- [PAGE TEXT]
• • • • • • •

# Why do women find it VERY important to go to bed at the same time?



## drivingmenutzkma (Sep 12, 2010)

I am wondering why women feel it is so important for their man to go to bed at the same time as they do, even if it is early and nothing to do sexually, simply going to bed? 

Excluding sex, I have been in 3 serious relationships in my life that all 3 women had an issue because they would go to bed (again not wanting sex) and I would come to bed a couple of hours later and it was an issue. I work swing shifts, several hours at a time and in several years I have not had any kind of set sleep pattern. I don't mean anything bad, but I can't always go to bed the same time. I love cuddling and all that, it's nothing personal or against them, I just can't always go to sleep when I have been awake all night working the night before and sleep until 2pm in the afternoon. 

I want to resolve this as I am in a new relationship and I don't want it to be an issue. I would really like some light shed on this. Is it a security issue with them, is it just alone time with them away from kids, I mean I really don't know and seriously asking to hopefully recieve several womens views on this?? Thank you in advance.


----------



## Thunder7 (Jan 2, 2013)

I'm sort of in the opposite situation. I also work a swing shift but my wife has adjusted in the opposite direction. I've always told her just because I come home late doesn't mean you have to stay up and wait for me. But now, she's up til at least 3am every night, regardless of my work schedule and in spite of the fact our daughter gets up for school at 6:20am. She then goes back to bed and sleeps til whenever. In her defense, she is productive during those late night hours. She's usually on the computer: bills, college tuition stuff, etc. 

My biggest complaint is that I can't get her to go to bed when I do, again, regardless of my schedule. It's probably the biggest reason we're still 0 for 2014.


----------



## john1068 (Nov 12, 2013)

As you already mentioned...it's not about sex. It's about intimacy. I almost always prefer that my wife go to bed with me. And when she brings her iPhone or her laptop to bed, it robs me of that husband/wife time...same goes for her. I work all day, she takes care of the kids, all evening we're parents. Bed time is our time to be husband and wife. If we go to bed at different times, we miss out on that time.


----------



## WayUpNorth (Dec 14, 2013)

I dated a gal like this. God forbid I'm not tired when she is, or maybe want/need to hit the sack early.


----------



## mineforever (Jan 31, 2013)

I am that wife that wants her man in bed with her....I like to feel his body next to mine when we go to bed. We have been married 32yrs and we have slept spooned in the buff since our honeymoon. He is my blanket, he wraps himself around me and holds my breasts and lays his head on top of mine. My world is good with him wrapped around me holding me...it makes me feel secure and complete. Sometimes he gets frisky...sometimes we just cuddle and go to sleep...either way our day ends and begins together.
_Posted via Mobile Device_


----------



## CouldItBeSo (Mar 11, 2013)

• • • • • • •

- [RECORDS PROVIDED]
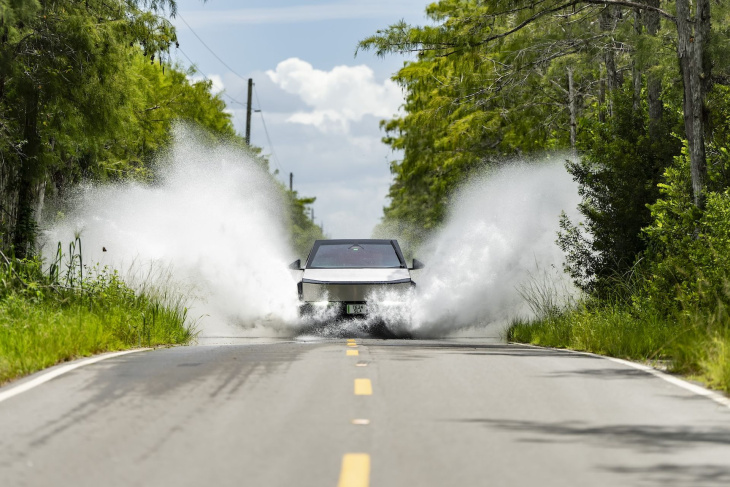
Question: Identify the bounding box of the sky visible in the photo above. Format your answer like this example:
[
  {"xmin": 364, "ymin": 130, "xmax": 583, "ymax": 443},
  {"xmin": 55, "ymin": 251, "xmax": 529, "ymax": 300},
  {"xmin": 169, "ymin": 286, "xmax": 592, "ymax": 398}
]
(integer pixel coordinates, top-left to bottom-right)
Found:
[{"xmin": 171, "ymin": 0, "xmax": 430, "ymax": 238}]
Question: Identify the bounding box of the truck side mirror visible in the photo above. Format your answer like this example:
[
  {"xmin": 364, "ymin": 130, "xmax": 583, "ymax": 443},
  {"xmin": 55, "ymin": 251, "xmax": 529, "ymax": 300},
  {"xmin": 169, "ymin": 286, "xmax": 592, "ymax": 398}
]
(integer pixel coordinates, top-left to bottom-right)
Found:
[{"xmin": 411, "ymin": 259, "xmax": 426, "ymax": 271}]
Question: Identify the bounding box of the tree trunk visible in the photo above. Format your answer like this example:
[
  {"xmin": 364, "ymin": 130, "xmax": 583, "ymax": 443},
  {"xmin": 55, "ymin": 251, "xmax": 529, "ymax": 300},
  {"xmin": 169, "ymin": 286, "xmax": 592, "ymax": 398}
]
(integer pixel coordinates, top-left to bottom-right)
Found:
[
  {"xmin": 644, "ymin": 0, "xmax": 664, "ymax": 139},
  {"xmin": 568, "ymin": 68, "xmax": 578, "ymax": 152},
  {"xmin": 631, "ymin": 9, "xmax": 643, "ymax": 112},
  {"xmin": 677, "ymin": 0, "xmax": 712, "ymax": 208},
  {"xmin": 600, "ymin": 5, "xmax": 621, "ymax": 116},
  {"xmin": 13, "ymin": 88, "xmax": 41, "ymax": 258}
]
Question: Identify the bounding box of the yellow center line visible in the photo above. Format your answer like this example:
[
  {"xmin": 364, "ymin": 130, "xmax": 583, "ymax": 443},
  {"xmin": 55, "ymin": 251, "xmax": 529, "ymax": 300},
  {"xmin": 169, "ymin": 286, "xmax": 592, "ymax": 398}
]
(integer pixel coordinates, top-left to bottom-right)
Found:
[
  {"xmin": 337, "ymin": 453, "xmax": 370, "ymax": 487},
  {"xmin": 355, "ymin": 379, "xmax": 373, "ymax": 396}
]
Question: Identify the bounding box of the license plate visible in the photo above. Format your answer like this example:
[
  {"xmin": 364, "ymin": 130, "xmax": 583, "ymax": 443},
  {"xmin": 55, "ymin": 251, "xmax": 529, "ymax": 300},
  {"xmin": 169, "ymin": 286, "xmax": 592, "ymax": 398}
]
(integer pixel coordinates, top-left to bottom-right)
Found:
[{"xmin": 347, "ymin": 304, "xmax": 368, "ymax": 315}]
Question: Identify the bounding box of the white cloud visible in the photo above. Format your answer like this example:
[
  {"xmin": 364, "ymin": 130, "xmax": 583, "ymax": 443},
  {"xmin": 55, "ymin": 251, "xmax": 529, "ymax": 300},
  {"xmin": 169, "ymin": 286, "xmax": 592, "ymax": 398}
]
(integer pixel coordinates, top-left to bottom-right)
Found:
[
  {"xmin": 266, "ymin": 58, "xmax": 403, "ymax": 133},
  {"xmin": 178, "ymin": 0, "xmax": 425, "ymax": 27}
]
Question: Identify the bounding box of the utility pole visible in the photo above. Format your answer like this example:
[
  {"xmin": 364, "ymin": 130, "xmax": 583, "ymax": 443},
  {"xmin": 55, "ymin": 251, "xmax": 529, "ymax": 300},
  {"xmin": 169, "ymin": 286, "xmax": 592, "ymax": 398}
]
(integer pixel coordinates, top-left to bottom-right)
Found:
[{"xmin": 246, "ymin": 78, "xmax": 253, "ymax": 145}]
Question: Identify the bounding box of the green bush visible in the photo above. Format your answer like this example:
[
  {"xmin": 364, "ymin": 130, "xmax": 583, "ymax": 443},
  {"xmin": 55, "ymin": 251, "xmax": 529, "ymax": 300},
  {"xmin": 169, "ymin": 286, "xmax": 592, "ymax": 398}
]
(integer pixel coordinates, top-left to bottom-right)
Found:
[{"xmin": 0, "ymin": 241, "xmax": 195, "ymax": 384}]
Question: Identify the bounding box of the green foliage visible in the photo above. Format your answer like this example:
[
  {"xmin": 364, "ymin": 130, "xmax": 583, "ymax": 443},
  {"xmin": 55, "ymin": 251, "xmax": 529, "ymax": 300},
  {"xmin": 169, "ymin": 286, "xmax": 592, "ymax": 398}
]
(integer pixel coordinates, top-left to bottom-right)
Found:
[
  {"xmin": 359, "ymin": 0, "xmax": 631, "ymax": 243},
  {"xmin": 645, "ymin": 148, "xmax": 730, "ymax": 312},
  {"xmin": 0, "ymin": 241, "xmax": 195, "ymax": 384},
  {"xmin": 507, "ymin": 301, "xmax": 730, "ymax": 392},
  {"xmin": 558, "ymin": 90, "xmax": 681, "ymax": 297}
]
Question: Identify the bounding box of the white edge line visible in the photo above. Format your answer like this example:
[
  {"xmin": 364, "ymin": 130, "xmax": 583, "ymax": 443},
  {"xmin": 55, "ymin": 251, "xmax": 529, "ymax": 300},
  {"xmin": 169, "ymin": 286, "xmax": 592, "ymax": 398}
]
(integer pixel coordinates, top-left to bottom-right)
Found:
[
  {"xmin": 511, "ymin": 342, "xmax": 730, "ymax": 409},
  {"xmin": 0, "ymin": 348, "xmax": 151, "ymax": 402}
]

• • • • • • •

- [TASKS AND EXERCISES]
1 – Answer from the bedtime thread:
(a) How many serious relationships does the first poster say had trouble over bedtimes?
(b) Until what hour does Thunder7's wife stay up every night?
(c) How many years has mineforever been married?
2 – Extend the bedtime thread from the point where it stops.

- [RESULTS BY TASK]
1 –
(a) Three.
(b) At least 3am.
(c) 32 years.

2 –
I think it makes sense when you're living together as partners. The best situation is to have the same sleeping rhythm and the more different it is the more disconnected you'll become as a couple. IMO.


----------



## tennisstar (Dec 19, 2011)

I assume they go to bed around the sane time because of their work schedules. I try to go to bed around the same time each night so I can get up and be at work on time. Also I have a demanding jib, so if I don't get around 7-8 hours of sleep, it affects me and my work. My husband works different shifts and I try to be up when he gets home and go to bed at the same time; however sometimes I just have to go to bed. 

I assume the issue is these women have a sleep schedule they are trying to keep in order to be productive at work etc during the day.
_Posted via Mobile Device_


----------



## lifeistooshort (Mar 17, 2013)

john1068 said:


> As you already mentioned...it's not about sex. It's about intimacy. I almost always prefer that my wife go to bed with me. And when she brings her iPhone or her laptop to bed, it robs me of that husband/wife time...same goes for her. I work all day, she takes care of the kids, all evening we're parents. Bed time is our time to be husband and wife. If we go to bed at different times, we miss out on that time.


This. Couldn't have said it better myself.
_Posted via Mobile Device_


----------



## OhGeesh (Jan 5, 2010)

My wife doesn't care unless we aren't close for some reason. She usually falls asleep before me anyway......I always make sure I hug and kiss her goodnight anyway.


----------



## EntirelyDifferent (Nov 30, 2012)

drivingmenutzkma said:


> I am wondering why women feel it is so important for their man to go to bed at the same time as they do, even if it is early and nothing to do sexually, simply going to bed?


Not every intimate moment for a woman is _sexual_. Well, this woman, anyway... I can't speak for all of them.  

I don't always go to bed at the same time as my SO, but I do enjoy doing so because I love to stroke and touch his body as I fall asleep, cuddling with him. It's not really a sexual thing for me, it's just comforting and an intimacy that I only get to do with him, and especially important for me if I haven't seen him in a day or so due to our schedules.


----------



## wise (Sep 1, 2013)

I don't understand what this question has to do with having anew girlfriend? She has her own standards of what she needs. Those needs are what you need to figure out before you get to attached. 

If you want a girl who does not need you to fall asleep every night with her.. you need to find who is more independent and doesn't need a teddy bear every night. And they are out there, everywhere. 

Dating is not about changing you.. it's about finding someone who is compatible with you. Some women find it hard to sleep without their man, some women don't find it hard, some women like to fall asleep before their man due to snoring, etc etc etc etc etc. Don't base your 1st 3 relationships on all women. Not every woman requires her H to be caressed against her night in and night out.


----------



## Machiavelli (Feb 25, 2012)

It took me a while to figure out, but it really is all about sex.


----------



## I'll make tea (Oct 11, 2013)

I dislike it when I have to go to sleep on my own, it makes me feel unloved and "unsafe". I do not know why it is like this.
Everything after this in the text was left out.